*** DATA EXCERPTS ***

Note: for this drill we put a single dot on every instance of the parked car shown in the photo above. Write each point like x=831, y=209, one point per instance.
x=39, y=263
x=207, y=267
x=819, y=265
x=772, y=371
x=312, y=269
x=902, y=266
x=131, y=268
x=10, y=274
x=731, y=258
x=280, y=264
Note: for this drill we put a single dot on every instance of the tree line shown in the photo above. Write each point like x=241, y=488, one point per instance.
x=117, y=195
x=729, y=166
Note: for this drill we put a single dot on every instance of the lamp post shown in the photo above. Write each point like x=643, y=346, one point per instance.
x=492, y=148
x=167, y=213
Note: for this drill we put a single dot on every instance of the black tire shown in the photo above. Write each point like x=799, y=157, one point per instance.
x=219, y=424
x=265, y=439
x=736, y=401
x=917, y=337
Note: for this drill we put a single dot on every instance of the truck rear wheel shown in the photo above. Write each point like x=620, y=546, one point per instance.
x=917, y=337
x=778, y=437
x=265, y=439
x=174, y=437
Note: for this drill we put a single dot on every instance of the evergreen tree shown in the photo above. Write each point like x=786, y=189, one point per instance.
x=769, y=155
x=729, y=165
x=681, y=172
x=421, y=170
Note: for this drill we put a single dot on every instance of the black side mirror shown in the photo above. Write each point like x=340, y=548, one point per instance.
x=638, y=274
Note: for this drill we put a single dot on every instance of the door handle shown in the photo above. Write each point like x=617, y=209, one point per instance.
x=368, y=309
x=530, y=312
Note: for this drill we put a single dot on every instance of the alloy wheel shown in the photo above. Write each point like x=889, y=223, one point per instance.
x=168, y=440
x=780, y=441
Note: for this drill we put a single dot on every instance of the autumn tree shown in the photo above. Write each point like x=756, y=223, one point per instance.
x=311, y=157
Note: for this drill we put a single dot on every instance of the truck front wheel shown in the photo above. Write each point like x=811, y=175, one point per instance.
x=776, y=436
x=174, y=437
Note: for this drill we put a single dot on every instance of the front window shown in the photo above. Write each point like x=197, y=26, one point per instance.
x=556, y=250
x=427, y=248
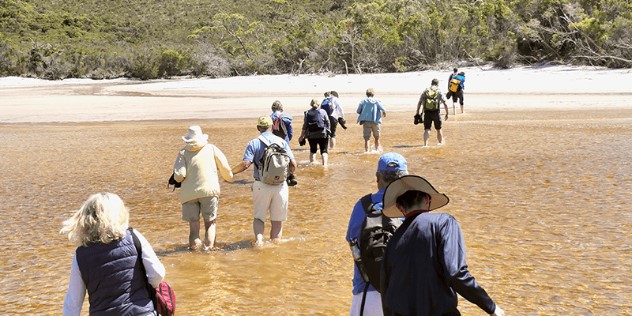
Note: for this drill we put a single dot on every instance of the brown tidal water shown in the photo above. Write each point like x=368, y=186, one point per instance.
x=544, y=200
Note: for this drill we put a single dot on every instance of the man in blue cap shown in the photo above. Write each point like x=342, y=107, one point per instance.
x=366, y=299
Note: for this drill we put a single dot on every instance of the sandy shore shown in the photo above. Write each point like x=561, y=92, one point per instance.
x=487, y=89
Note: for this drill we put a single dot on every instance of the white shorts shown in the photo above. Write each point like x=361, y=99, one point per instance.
x=273, y=197
x=372, y=305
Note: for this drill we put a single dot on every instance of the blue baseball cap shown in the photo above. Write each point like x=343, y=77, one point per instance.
x=392, y=161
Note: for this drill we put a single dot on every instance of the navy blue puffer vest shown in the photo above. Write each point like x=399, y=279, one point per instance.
x=114, y=279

*** End of DATA EXCERPTS ***

» **TASK PROMPT**
Would you return the data exactly as written, without the pictures?

» **RESPONSE BELOW**
Note: for this drill we put a single dot on every instance of the parked car shown in the photo above. Write each point like x=831, y=209, one point per instance.
x=39, y=263
x=207, y=267
x=819, y=265
x=772, y=371
x=312, y=269
x=902, y=266
x=131, y=268
x=10, y=274
x=731, y=258
x=280, y=264
Note: for this drill we put a single dot on every instance of the tree line shown in the photo above. Write each point like x=241, y=488, one point per instance.
x=117, y=195
x=729, y=166
Note: for this drill we put a single dot on every instance of the lamp post shown in the photo above. Write each point like x=643, y=346, one point per instance.
x=492, y=148
x=167, y=213
Note: for this drill we put a single dot on every instance of the black tire shown in the photo above. Write each point like x=799, y=157, one point per instance.
x=219, y=424
x=265, y=439
x=736, y=401
x=917, y=337
Note: for this drill we put a single dot on every instance of the truck rear wheel shown in the photo above. Write each point like x=620, y=546, one point per instance.
x=917, y=337
x=778, y=437
x=265, y=439
x=174, y=437
Note: for this drill we put a single dot on every instance of the evergreen tree shown in the photo above. Write each point like x=786, y=189, one point per instance.
x=769, y=155
x=729, y=165
x=681, y=172
x=421, y=170
Note: for this drill we put a single dot on every instance of the black side mirror shown in the photo above. Write each point like x=340, y=548, one point per instance.
x=638, y=274
Note: for this drill we put a single dot on every instance of the door handle shown in the photo above. Write each point like x=617, y=209, one point per instance.
x=368, y=309
x=530, y=312
Note: for this drill we put a single dot on every instance of the alloy wheel shown in the photo above. Write each point like x=889, y=223, one point per instance.
x=168, y=440
x=780, y=441
Note: for this drill we put a single dot on every instance of the autumn tree shown in the photo above. Write each point like x=756, y=223, one point per instance.
x=311, y=157
Note: for this drill we put a single dot on every instance of the truck front wheel shown in the photo above. Write each point like x=811, y=175, one point per instance.
x=776, y=436
x=174, y=437
Note: for this drill we put a single dot on every instance of the front window shown in the photo above. Write each point like x=197, y=26, one point per instance.
x=556, y=250
x=427, y=248
Note: for this drill we put a single dot on every instance of the brown tidal water shown in the photo above. Write each point like x=368, y=186, one point per instance.
x=544, y=200
Note: for this drill we put a single dot on every instance of the man in blue cap shown in the photo above. Write each point like x=342, y=107, one point per instance.
x=366, y=299
Note: for this drill we put a single dot on every instance of the sandy shore shown in the photo above. Write each point like x=561, y=92, one point per instance.
x=487, y=89
Note: for this drill we put a single dot on every instance of the white shorts shown in the photo above. Write each point like x=361, y=99, one point per instance.
x=273, y=197
x=372, y=305
Note: for this drill we put a single dot on every instance of the blue baseball cap shown in the photo above. Write each point like x=343, y=77, one point per instance.
x=392, y=161
Note: for this drill we put a single dot on every instance of the navy blue puffer vest shown in the photo above. Write each point like x=399, y=279, one point per instance.
x=114, y=279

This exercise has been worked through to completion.